## TASK PROMPT
Answer these questions from the text on FimL and cAMP:
(a) What enzyme did the transposon mutant screen for extragenic suppressors of FimL turn up?
(b) Which E. coli strains served as donor strains in bacterial conjugation?
(c) What gentamicin concentration was used for P. aeruginosa?

In this study, we performed genetic and physiologic experiments to further define the mechanism of action of FimL. In a transposon mutant screen designed to identify extragenic suppressors of FimL, we found a cAMP-specific phosphodiesterase, suggesting that FimL regulates cAMP levels. We measured cAMP levels in the ΔfimL mutant and found decreased levels of cAMP, similar to the diminished levels observed in ΔcyaB. By constructing informative double and triple mutants in cyaA, cyaB, cpdA and fimL, we show that ΔfimL mutants resemble ΔcyaB mutants with respect to altered TM, decreased T3SS transcription, and decreased cAMP levels. Epistasis experiments suggest that FimL function is CyaB dependent. Similar to some of the virulence factors regulated by cAMP, including TFP [27], flagella [28], and potentially the T3SS, FimL and CyaB are polarly localized. While this manuscript was in preparation, it was reported that FimL and other components of the Chp operon also modulate cAMP levels [29]. Together, these results suggest that the Chp system not only regulates pilin function but also coordinately regulates cAMP-dependent pathways, including the T3SS. We hypothesize that FimL plays a pivotal role in this coordinate regulation by interfacing with the Chp chemosensory system, TFP, and the cAMP/Vfr pathway. Our studies reveal new complexities in the regulation of diverse virulence pathways associated with acute P. aeruginosa infections.
Bacterial Cultures and Assays
The bacterial strains and plasmids used in this study are described in Table S1. Bacteria were routinely streaked onto on Luria-Bertani (LB) 1.5% agar and grown in liquid LB overnight shaking at 250 rpm at 37°C. E. coli strains S17.1 and SM10 were used as donor strains with P. aeruginosa recipient strains in bacterial conjugation. After mating with E. coli, P. aeruginosa strains were selected by growth on 1.5% Difco Pseudomonas isolation agar (Becton Dickinson). Antibiotic concentrations used for E. coli, tetracycline, 5 µg/mL; ampicillin, 100 µg/mL; gentamicin, 10 µg/mL; kanamycin 50 µg/mL and for P. aeruginosa, tetracycline, 100 µg/mL, carbenicillin 250 µg/mL, gentamicin, 100 µg/mL. For β-galactosidase experiments and cAMP assays, bacterial frozen stocks were freshly streaked onto LB agar, and following overnight growth were inoculated into 5 mL of MinS media [30] with or without addition of CaCl2 to a final concentration of 2 mM. Following growth overnight, samples were processed.
β-galactosidase assays were performed as previously described [25].

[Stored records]
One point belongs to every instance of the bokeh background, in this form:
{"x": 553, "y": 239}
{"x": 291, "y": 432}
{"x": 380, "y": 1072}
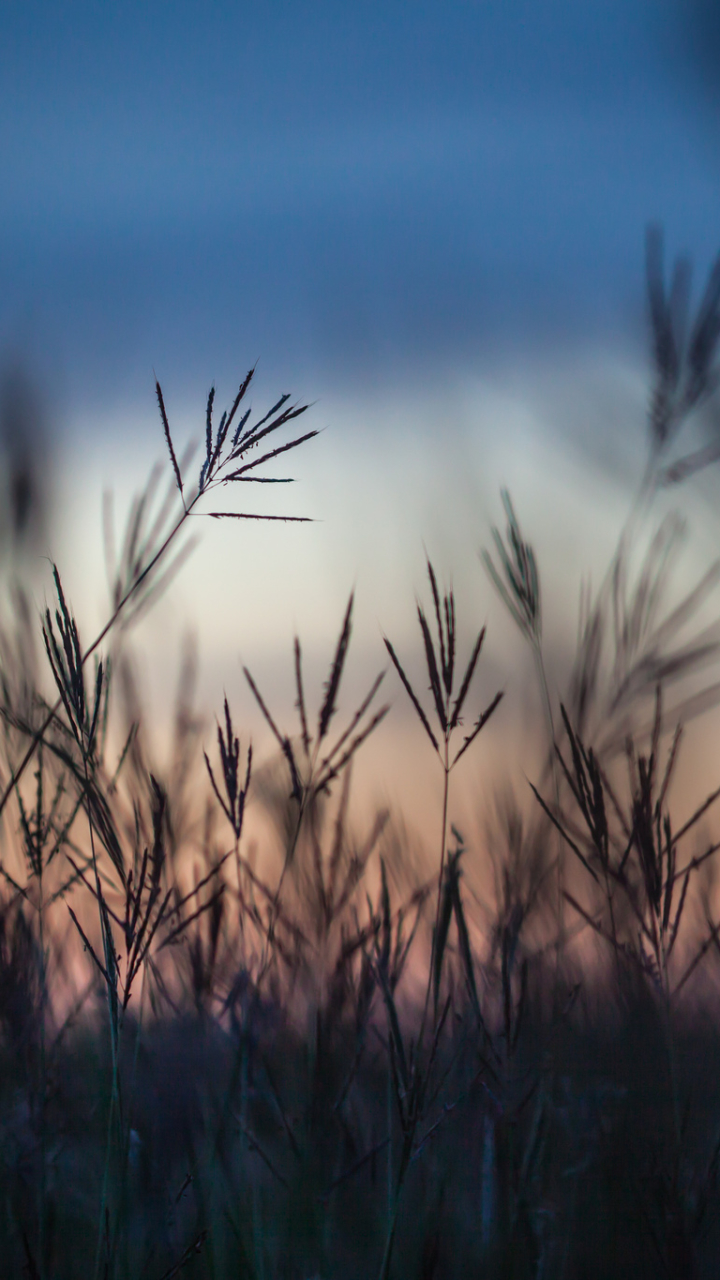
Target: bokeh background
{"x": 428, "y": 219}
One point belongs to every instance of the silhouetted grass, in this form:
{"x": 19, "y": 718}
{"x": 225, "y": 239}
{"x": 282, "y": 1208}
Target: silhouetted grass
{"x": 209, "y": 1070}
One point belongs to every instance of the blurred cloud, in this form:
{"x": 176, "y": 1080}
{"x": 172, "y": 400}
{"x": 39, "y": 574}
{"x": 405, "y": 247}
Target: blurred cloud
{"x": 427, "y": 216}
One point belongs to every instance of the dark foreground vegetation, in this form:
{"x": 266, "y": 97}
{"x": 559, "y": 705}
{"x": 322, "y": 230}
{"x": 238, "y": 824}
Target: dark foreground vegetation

## RESULT OF THIS TASK
(a) A cAMP-specific phosphodiesterase.
(b) S17.1 and SM10.
(c) 100 µg/mL.